Work item: The expected answer holds every line from the first line of the data below through the line containing "negative clicks: (267, 114) (26, 149)", exactly as written, and no other line.

Records for the task:
------------------------------------------------
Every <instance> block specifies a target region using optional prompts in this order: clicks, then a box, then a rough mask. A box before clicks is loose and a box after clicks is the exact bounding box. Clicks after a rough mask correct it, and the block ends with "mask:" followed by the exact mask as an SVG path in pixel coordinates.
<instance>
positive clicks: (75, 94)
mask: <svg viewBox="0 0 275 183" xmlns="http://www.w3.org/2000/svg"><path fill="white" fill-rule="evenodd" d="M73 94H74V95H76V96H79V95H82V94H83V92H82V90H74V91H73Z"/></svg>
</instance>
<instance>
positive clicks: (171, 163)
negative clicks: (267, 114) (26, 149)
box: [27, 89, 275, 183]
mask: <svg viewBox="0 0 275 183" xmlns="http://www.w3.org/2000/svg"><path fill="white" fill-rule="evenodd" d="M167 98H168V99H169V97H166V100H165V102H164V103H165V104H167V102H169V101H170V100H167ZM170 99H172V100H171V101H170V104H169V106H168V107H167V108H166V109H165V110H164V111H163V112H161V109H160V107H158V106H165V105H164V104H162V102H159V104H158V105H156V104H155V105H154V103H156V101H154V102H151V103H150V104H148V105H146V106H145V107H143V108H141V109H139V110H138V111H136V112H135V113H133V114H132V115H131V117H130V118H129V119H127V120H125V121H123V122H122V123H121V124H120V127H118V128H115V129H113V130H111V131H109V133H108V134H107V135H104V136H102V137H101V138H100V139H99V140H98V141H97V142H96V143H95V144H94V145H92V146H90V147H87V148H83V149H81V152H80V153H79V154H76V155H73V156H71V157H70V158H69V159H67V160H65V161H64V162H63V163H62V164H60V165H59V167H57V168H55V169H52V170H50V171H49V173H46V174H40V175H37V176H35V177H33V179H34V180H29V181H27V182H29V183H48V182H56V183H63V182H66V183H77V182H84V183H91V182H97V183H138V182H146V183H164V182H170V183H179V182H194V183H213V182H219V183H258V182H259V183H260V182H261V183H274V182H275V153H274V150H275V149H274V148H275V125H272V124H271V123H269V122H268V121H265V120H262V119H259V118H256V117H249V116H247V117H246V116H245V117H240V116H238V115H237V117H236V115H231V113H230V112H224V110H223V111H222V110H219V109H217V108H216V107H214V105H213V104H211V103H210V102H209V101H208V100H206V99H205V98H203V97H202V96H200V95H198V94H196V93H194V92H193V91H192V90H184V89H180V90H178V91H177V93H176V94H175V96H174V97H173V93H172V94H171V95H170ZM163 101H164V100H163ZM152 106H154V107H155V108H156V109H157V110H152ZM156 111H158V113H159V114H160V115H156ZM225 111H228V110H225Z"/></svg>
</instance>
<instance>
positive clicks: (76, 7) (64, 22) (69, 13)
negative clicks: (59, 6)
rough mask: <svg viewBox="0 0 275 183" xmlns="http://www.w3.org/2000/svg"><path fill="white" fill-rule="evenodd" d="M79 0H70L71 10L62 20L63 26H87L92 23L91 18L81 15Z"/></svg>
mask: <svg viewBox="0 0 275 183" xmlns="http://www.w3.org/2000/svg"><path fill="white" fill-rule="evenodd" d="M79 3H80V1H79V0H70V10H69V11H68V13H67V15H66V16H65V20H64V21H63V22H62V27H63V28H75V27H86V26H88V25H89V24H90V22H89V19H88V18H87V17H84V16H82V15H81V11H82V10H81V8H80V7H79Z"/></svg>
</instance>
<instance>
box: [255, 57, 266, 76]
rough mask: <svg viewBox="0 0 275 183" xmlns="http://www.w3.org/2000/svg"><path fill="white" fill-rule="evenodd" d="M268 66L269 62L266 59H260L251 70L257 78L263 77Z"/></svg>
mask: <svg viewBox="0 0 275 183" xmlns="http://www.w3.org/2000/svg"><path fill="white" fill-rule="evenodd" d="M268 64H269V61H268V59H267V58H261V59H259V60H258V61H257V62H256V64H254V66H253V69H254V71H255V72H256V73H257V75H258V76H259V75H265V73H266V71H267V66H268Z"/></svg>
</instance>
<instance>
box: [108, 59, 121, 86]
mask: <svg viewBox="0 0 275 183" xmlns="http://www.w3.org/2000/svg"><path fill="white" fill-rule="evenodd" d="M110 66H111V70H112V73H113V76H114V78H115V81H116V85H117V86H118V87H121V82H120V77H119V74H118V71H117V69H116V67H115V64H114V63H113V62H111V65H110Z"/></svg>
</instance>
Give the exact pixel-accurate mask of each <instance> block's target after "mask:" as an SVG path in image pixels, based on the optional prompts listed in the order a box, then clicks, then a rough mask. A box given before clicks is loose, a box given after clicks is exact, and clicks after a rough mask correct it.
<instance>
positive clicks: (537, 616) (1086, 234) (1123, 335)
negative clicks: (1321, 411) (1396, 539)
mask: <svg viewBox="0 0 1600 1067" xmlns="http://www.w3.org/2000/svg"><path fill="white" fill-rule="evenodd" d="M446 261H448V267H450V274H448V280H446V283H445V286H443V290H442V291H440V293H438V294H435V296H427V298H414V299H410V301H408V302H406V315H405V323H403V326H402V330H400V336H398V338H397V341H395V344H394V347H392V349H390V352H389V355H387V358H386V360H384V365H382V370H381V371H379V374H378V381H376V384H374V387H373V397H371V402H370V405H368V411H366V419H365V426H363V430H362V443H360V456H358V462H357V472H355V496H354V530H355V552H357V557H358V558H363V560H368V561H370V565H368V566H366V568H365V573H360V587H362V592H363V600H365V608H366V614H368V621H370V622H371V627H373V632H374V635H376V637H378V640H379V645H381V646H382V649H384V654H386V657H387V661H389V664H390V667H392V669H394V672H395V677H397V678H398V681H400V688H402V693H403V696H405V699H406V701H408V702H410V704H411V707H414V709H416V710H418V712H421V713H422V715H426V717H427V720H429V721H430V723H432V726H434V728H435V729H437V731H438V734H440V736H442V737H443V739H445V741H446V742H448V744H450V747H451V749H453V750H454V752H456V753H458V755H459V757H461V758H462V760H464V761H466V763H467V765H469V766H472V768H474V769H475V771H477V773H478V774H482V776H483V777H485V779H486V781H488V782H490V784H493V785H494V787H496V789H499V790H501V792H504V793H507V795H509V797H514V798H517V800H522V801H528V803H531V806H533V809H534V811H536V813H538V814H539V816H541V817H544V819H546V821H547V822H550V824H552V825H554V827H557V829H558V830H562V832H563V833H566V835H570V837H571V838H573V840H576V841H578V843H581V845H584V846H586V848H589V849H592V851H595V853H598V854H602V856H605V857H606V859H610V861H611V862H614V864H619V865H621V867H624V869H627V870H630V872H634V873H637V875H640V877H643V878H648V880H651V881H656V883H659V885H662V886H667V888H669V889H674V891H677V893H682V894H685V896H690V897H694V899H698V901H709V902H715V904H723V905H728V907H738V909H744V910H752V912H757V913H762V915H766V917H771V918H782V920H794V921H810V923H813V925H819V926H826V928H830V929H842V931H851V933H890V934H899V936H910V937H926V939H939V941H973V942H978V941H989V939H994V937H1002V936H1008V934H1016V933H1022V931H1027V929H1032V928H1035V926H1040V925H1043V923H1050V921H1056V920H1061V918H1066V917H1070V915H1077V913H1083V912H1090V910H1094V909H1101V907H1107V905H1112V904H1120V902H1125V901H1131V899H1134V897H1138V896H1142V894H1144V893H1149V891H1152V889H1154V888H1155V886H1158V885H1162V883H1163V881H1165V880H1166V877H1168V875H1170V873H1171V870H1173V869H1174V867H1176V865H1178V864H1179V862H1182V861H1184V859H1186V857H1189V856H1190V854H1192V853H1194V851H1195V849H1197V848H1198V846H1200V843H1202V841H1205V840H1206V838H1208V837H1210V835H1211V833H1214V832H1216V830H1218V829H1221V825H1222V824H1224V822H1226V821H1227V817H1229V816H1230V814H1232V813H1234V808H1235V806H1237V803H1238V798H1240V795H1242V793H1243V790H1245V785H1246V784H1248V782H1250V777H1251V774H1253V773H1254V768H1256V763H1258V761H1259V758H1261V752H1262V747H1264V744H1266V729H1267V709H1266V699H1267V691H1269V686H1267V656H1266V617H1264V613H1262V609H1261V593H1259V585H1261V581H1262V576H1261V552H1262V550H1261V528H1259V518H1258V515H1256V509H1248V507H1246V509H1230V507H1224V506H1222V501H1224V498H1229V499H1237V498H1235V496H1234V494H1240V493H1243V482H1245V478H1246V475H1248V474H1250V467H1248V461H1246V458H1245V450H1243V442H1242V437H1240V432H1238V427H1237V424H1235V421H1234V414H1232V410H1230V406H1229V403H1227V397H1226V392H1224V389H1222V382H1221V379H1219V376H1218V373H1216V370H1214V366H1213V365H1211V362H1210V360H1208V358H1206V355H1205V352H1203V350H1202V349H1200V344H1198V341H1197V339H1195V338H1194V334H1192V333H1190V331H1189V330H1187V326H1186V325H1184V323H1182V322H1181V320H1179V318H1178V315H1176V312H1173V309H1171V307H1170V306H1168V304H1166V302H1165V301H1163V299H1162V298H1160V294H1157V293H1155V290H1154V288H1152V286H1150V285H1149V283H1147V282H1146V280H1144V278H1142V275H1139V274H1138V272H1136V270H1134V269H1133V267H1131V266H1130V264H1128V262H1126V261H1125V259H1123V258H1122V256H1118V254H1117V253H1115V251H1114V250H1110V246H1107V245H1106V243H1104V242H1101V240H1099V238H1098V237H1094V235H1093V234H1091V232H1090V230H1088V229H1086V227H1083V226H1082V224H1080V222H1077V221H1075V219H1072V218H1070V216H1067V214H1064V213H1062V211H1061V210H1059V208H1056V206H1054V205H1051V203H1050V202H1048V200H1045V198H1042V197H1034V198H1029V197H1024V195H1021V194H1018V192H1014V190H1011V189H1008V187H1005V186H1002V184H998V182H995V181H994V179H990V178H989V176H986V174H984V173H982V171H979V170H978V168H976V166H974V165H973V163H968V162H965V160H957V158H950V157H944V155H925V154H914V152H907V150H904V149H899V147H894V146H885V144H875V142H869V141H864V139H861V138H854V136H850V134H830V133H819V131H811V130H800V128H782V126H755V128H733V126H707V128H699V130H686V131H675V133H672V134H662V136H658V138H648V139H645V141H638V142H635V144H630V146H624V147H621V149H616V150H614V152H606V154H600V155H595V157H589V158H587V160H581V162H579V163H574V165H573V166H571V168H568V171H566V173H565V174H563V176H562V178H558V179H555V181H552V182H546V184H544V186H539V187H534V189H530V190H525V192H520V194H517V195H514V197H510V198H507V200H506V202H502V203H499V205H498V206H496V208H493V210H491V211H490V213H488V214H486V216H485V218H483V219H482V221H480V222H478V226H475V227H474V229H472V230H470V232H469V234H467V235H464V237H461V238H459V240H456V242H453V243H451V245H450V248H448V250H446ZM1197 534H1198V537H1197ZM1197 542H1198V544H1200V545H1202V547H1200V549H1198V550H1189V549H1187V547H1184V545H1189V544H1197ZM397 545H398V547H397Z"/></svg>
------------------------------------------------
Answer:
Every <instance> block specifies a target region using optional prompts in this order: clicks, then a box, then a rough mask. A box before clicks is loose and a box after clicks is the exact bounding box. Clicks after a rough mask correct it, and the block ends with "mask:" followed by the exact mask as an SVG path in pixel coordinates.
<instance>
positive clicks: (75, 94)
mask: <svg viewBox="0 0 275 183" xmlns="http://www.w3.org/2000/svg"><path fill="white" fill-rule="evenodd" d="M73 94H74V95H76V96H79V95H82V94H83V92H82V90H74V91H73Z"/></svg>
</instance>
<instance>
positive clicks: (171, 163)
negative clicks: (267, 114) (26, 149)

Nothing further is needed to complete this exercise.